--- Source material ---

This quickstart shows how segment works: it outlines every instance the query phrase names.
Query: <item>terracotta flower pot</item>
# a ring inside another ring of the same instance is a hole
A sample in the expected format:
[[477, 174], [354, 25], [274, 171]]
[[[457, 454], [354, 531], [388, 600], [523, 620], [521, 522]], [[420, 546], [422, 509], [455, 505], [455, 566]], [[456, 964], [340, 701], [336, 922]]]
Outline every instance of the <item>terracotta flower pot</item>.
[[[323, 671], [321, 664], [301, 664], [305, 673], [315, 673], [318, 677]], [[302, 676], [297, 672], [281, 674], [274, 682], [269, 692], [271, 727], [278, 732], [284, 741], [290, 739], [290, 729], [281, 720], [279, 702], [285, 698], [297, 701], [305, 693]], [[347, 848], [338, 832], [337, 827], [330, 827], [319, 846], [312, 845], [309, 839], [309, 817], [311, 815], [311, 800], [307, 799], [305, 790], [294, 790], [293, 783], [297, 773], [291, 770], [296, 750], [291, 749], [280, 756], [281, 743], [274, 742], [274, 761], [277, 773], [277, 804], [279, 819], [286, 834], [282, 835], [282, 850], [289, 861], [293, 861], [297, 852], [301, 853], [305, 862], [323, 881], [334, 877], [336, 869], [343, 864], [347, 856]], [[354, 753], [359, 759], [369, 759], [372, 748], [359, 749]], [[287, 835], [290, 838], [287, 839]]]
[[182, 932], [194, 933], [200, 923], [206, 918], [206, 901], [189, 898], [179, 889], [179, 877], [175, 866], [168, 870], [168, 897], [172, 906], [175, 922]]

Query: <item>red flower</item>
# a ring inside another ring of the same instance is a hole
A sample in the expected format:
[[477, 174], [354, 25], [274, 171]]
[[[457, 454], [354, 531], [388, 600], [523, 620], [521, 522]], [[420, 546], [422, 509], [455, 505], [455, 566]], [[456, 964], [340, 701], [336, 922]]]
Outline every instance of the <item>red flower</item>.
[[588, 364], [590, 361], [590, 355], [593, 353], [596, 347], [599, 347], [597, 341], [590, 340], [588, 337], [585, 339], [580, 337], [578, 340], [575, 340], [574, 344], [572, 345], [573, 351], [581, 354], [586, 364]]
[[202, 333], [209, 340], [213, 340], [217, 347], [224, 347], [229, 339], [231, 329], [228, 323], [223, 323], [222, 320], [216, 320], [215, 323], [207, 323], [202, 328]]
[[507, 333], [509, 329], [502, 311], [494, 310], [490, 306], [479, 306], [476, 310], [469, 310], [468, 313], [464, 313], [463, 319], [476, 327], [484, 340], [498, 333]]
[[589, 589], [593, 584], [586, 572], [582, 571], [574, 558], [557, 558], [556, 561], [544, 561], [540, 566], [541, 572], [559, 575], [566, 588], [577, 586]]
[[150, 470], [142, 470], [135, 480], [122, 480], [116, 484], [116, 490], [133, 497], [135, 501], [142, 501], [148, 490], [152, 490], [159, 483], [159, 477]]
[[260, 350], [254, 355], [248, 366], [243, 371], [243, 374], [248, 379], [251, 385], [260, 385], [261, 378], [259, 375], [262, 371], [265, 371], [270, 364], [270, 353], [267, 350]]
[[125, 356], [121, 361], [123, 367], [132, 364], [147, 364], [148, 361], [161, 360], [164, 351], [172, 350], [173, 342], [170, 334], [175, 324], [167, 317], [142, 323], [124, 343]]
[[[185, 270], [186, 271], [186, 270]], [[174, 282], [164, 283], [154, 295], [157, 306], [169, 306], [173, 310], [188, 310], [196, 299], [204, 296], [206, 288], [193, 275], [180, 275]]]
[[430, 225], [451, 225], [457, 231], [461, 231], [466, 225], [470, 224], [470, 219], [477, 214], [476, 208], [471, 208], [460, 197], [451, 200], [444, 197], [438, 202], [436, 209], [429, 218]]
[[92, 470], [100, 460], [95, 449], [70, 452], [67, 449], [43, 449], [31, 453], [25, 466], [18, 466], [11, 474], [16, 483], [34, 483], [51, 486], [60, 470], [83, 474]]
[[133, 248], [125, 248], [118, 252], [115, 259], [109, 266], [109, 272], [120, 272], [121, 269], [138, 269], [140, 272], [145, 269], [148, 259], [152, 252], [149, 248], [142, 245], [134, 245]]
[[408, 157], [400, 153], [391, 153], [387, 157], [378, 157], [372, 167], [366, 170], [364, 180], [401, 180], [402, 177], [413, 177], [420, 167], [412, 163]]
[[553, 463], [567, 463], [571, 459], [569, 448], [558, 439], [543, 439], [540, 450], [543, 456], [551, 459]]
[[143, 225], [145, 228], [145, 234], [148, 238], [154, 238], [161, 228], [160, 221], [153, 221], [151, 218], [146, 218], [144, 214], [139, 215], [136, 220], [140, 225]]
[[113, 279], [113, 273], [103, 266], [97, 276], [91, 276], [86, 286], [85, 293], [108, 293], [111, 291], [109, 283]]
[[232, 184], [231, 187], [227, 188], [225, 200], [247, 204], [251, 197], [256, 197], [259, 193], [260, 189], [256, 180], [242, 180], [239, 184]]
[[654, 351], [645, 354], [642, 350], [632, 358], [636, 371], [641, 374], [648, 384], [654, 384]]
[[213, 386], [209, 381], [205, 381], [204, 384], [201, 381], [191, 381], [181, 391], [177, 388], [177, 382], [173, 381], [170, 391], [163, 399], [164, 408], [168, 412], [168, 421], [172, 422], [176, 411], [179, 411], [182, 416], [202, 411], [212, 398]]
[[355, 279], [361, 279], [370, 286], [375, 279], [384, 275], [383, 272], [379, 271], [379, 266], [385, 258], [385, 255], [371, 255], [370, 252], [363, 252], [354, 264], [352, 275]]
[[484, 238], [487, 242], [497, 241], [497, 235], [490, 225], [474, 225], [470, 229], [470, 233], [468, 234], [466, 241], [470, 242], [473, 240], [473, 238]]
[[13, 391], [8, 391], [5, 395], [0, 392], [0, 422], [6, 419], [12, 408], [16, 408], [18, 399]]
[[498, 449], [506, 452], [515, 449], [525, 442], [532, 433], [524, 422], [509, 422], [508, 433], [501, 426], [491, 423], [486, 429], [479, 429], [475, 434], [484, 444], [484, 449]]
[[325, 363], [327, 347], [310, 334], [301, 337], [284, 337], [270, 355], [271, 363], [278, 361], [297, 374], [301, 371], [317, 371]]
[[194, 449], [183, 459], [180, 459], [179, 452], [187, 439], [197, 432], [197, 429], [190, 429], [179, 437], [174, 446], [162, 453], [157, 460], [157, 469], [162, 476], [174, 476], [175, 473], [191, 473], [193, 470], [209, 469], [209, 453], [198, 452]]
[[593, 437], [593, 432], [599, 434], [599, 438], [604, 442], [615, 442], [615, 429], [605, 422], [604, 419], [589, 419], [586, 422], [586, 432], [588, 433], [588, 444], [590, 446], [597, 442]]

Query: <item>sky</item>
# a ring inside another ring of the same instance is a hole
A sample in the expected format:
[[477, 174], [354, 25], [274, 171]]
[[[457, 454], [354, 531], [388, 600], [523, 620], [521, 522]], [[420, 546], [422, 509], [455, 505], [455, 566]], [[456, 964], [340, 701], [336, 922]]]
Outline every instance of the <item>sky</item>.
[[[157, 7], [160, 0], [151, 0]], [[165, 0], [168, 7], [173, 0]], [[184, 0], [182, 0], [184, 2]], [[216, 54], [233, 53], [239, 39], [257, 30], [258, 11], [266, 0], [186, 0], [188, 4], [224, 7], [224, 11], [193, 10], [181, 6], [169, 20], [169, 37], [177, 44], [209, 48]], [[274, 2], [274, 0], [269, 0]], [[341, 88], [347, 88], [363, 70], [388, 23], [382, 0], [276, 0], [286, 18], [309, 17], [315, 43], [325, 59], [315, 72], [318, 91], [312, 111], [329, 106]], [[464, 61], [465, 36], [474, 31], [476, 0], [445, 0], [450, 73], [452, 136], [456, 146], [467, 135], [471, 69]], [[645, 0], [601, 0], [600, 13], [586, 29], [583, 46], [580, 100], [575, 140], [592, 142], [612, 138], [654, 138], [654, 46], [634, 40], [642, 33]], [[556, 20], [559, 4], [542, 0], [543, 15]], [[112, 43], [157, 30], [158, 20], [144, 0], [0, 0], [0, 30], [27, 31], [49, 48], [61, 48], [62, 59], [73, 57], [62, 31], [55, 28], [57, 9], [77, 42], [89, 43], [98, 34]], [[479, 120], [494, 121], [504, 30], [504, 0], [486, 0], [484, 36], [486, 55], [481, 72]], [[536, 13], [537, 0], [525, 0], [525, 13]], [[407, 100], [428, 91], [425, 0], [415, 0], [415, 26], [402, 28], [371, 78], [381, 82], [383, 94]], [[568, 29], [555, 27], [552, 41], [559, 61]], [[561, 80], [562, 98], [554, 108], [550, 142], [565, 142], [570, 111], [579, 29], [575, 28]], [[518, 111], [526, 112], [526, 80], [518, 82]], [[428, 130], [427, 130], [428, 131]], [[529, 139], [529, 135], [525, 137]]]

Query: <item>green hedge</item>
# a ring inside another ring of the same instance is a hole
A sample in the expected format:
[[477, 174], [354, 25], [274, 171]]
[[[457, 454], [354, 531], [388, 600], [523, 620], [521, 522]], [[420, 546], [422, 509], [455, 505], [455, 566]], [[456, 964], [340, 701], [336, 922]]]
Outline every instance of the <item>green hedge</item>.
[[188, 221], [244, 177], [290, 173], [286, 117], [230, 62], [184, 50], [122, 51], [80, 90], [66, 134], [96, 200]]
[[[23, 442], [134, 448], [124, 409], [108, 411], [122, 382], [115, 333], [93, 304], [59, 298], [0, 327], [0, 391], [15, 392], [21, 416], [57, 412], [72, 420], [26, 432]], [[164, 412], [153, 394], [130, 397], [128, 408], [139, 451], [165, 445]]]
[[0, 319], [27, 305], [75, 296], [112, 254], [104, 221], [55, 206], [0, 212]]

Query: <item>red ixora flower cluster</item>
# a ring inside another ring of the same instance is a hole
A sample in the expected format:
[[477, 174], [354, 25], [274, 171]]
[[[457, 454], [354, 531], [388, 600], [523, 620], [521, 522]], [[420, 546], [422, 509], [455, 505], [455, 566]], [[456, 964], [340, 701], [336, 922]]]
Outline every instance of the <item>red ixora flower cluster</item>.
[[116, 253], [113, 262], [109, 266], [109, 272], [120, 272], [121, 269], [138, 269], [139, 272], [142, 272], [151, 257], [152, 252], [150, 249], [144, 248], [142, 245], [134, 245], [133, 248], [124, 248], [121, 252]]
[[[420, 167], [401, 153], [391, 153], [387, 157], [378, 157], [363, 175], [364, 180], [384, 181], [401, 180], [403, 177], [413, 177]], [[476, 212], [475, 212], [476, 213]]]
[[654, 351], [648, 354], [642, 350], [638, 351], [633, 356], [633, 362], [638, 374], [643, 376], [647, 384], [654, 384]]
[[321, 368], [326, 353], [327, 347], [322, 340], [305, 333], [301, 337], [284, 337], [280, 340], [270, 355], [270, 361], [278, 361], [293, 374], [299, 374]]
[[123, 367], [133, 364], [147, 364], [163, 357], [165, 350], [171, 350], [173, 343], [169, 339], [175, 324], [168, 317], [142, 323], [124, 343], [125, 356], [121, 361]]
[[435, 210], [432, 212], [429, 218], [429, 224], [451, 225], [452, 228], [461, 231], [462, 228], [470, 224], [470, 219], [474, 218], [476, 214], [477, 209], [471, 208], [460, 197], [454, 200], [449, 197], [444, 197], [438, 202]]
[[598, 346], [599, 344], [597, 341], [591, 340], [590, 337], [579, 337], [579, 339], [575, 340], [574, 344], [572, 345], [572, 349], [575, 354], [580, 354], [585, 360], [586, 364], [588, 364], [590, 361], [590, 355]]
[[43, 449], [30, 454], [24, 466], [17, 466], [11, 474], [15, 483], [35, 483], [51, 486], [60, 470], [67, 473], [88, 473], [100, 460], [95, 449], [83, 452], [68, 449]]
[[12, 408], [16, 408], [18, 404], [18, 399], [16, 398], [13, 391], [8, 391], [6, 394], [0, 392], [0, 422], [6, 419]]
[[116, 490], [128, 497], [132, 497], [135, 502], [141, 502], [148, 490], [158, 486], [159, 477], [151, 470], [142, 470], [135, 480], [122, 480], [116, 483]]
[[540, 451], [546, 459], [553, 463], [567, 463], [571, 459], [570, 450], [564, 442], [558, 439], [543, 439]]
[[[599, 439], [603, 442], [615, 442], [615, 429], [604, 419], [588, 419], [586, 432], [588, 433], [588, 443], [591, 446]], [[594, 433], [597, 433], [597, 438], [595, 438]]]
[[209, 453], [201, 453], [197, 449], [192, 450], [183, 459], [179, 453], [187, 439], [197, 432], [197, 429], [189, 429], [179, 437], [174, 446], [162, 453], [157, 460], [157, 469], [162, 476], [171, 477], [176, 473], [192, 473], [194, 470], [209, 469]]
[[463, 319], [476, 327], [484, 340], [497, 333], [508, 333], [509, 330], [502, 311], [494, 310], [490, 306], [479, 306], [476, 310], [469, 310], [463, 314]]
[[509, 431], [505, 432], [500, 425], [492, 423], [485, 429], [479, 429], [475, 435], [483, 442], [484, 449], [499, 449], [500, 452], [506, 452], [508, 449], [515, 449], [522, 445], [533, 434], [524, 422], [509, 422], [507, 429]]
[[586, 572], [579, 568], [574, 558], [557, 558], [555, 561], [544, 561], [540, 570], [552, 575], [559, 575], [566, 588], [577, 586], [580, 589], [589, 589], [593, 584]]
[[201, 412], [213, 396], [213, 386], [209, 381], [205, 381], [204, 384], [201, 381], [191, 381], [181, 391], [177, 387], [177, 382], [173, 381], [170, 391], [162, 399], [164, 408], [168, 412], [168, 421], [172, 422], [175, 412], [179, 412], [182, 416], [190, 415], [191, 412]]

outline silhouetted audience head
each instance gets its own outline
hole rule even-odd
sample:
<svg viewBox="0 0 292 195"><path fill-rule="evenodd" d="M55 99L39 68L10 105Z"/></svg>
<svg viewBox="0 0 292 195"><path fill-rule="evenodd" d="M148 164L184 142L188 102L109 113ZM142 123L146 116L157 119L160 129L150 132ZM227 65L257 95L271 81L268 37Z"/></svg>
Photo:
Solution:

---

* _Problem_: Gather every line above that contains the word "fill", matching its case exactly.

* _Solution_:
<svg viewBox="0 0 292 195"><path fill-rule="evenodd" d="M55 99L39 68L10 105Z"/></svg>
<svg viewBox="0 0 292 195"><path fill-rule="evenodd" d="M148 164L184 142L188 102L109 113ZM142 123L146 116L157 119L160 129L150 132ZM227 65L257 95L271 81L268 37Z"/></svg>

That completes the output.